— start Source —
Samsung Finds, Fixes Bug In Linux Trim Code
New submitter Mokki writes: After many complaints that Samsung SSDs corrupted data when used with Linux, Samsung found out that the bug was in the Linux kernel and submitted a patch to fix it. It turns out that kernels without the final fix can corrupt data if the system is using linux md raid with raid0 or raid10 and issues trim/discard commands (either fstrim or by the filesystem itself). The vendor of the drive did not matter and the previous blacklisting of Samsung drives for broken queued trim support can be most likely lifted after further tests. According to this post the bug has been around for a long time.
Well, that's gotta be embarrassing for everyone bashing Samsung over this. I remember reading some rather strong opinions about who was at fault.
Thank You Samsung!
While our company cad-workstations don't run Linux, all of them do run on Samsung SSD's.
Nice to see vendors working together to improve Linux.
Harrison's Postulate - "For every action there is an equal and opposite criticism"
When Apple updated OS X to allow TRIM on non-Apple supplied SSDs, forums were flooded with people claiming you should never use Samsung because they were fundamentally broken with regards to TRIM. Their "proof" was that corruption happened on Linux and they would not be swayed by the thought that maybe the problem was with Linux.
This is just another case of "Not My Problem" syndrome that too many techs get into. They think their code/tools/systems/whatever must be perfect, and other's are the ones fucking up. Samsung drives went on a blacklist for issuing the commands to them due to this bug? "WALP, LINUX IS PERFECT, MUST BE THE HARDWARE GUYS, even though their devices perform perfectly on other OSes" - and instead now we're left with a bug in Linux that corrupts data until the patch can make its way through the distro channels and pushed out to end users.
After many complaints that Samsung SSDs corrupted data when used with Linux
Ive used Samsung SSD's for years now and until today I've never heard of a 14e07c2ea4f[NO CARRIER]
Good people go to bed earlier.
Vote with your wallet, my next SSD will be a samsung.
Confirmation bias. It was happening with other brands, but for one reason or another, people focused in on Samsung as the culprit, and once that happened, there was no getting out of it.
Hats off to Samsung for finding and even fixing the problem.
From TFS: "The vendor of the drive did not matter and the previous blacklisting of Samsung drives for broken queued trim support can be most likely lifted after further tests."
— end Source —
— start Data records —
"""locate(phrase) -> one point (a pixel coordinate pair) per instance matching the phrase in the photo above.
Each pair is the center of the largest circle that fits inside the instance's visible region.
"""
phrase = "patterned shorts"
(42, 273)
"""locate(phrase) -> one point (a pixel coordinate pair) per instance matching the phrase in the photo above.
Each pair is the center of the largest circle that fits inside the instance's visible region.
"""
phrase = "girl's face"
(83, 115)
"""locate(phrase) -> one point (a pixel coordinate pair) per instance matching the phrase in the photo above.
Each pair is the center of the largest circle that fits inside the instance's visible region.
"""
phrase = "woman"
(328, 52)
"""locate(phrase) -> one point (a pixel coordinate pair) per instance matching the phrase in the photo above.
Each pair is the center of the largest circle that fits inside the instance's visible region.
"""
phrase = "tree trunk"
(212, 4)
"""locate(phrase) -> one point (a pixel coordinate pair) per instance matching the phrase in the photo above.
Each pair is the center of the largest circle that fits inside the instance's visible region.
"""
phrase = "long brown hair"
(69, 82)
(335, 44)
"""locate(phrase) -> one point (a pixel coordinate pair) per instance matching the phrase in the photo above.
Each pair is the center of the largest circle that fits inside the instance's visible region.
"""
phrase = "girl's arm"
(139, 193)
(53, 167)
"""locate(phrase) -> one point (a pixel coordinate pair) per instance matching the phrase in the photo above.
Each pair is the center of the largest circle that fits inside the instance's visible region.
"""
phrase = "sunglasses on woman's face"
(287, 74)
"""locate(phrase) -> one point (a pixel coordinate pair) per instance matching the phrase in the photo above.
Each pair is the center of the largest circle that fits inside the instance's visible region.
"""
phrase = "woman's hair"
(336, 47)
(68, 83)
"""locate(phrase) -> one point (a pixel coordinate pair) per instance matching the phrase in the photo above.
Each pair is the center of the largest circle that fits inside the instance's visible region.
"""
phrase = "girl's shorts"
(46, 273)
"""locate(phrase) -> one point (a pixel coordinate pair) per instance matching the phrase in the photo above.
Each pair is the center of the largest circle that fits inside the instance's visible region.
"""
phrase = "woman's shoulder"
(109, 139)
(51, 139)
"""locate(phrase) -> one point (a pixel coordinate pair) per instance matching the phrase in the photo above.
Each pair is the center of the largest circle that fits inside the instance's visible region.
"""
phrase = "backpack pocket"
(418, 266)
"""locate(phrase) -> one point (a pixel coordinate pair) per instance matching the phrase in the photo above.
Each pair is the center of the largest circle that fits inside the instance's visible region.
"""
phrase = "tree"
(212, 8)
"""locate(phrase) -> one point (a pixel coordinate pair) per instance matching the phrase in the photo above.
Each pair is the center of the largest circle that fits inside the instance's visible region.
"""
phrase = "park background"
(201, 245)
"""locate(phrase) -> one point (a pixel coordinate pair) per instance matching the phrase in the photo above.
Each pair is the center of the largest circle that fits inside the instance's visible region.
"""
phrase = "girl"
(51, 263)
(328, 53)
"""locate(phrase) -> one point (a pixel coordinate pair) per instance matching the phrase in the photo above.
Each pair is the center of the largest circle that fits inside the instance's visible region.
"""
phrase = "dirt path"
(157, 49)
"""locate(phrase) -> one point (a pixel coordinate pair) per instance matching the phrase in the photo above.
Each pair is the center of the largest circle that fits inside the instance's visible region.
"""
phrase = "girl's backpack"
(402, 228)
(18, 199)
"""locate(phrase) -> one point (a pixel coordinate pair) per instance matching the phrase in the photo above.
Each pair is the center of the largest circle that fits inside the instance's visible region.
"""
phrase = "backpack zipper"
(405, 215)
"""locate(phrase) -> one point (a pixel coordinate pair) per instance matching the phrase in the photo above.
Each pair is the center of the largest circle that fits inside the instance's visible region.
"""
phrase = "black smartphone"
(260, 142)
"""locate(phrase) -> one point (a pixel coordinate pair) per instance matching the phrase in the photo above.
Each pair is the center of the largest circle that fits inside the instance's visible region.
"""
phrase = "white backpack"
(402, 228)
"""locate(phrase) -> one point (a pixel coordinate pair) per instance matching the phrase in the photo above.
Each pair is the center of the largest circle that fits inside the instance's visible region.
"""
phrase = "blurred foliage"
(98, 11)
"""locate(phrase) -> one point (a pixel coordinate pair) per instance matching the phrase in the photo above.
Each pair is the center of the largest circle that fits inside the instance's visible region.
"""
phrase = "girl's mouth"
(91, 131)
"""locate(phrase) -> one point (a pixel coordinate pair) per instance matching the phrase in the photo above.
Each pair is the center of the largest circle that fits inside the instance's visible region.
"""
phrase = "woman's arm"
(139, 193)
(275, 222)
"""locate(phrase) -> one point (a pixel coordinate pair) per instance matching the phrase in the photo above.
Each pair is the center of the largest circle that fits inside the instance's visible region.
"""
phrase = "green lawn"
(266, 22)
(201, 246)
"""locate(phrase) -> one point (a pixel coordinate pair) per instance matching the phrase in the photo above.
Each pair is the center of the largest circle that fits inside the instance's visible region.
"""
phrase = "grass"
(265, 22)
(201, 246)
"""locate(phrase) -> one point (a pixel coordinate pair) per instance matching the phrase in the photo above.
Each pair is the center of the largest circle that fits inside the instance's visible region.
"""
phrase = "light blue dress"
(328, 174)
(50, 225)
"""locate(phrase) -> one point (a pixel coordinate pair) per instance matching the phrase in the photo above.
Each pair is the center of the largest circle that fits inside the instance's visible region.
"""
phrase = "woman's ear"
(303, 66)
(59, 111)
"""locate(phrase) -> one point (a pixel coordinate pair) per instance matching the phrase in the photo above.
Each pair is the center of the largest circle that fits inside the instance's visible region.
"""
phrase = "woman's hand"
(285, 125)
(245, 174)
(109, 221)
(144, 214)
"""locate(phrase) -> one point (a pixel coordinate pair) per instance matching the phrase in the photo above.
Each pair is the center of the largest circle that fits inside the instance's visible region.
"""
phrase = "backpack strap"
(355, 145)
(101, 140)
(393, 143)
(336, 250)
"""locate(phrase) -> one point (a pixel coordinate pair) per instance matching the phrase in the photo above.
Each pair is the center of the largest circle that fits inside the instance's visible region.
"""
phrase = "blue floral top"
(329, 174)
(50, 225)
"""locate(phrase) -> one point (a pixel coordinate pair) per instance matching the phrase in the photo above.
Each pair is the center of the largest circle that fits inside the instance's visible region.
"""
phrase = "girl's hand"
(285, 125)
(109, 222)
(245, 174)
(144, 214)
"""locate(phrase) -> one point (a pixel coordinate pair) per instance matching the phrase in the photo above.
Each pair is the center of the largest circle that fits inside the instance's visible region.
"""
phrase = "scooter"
— end Data records —
§ **Challenge 1**:
Return every line of the rows that contains the string "girl", copied in full. Case counts.
§ **Challenge 2**:
Pick up the forum thread about Samsung's fix for the Linux trim bug and continue it from its final comment.

§ **Task answer 1**:
phrase = "girl's face"
phrase = "girl's arm"
phrase = "girl's shorts"
phrase = "girl"
phrase = "girl's backpack"
phrase = "girl's mouth"
phrase = "girl's hand"

§ **Task answer 2**:
If the vendor of the drive does not matter in testing, then there is no relevant difference in specification compliance or other "somethings." It's purely a matter of which anecdotes gain what traction within a small population of users using md raid with multiple SSDs in a raid 0 or 10 configuration, and which of those users circumstantially has the best contacts within the development community.
My first guess is the users trying that configuration were purchasing the fastest available SSDs, which tend to be Samsung drives (large market share) or boutique manufacturers (small market share).
Perhaps competitive prices coupled with perceived quality (and good experience on other platforms) led to these drives being selected by more knowledgeable or performance oriented people.
These drives then got pushed harder or in ways more likely to expose the bugs, leading to a perception that they were unreliable under Linux.
On behalf of all internet users everywhere, whether in this specific space-time continuum or not, I would like to formally apologize to Samsung for all of the totally unwarranted bashing they took over over this issue. And I would also like to express my gratitude to them for finding a bug, fixing it, and posting a fix. Good job.
Just cruising through this digital world at 33 1/3 rpm...
hardware firmware is commonly buggy. Device drivers often have to work around buggy hardware, so blacklisting devices for various functionality is not at all unusual.
If the code seems to work with other devices and breaks with a new device, then the first instinct is going to be to assume the new device is doing something wrong.
Another way of seeing things, is even if the bug is in the kernel, black listing still prevents damage to data on said vendor's hardware. When it comes to data corruption the first thing to do is limit damage, no matter who is it at fault. Afterwards, you can work together to try to isolate source of problems. Having unhappy users and customers is never good, unless you are the competition.
Jumpstart the tartan drive.
Bugs happen. If you've got code that seems to work and then you investigate and it doesn't work on one particular brand of drive, it would be a reasonable suspicion that there is something funny with those drives.
It's hard to evaluate exactly what went on here. If you read the original report of the discovery (which I did last month and is still the first link in TFS), you see this explanation:
Poking around in the source code of the kernel looking for the trim related code, we came to the trim blacklist. This blacklist configures a specific behavior for certain SSD drives and identifies the drives based on the regexp of the model name. Our working SSDs were explicitly allowed full operation of the TRIM but some of the SSDs of our affected manufacturer were limited. Our affected drives did not match any pattern so they were implicitly allowed full operation.
In other words, they didn't know what was going on. Then they happened upon some code in the Linux kernel that explicitly blacklisted certain model segments from certain manufacturers. So, at some point someone made the assumption that this must be related to certain models from certain manufacturers, based on code in the Linux kernel.
This could easily have led to confirmation bias in a situation where errors were not occurring frequently. (Note the further explanation that when they first informed Samsung, Samsung was unable to reproduce the issue until they started using a custom "much more intensive script" to increase the error rate of the problem.)
So, I don't claim to know the full situation, but my guess is that Samsung wouldn't have been blamed for this at all if this blacklisting code hadn't already been seen in the Linux kernel.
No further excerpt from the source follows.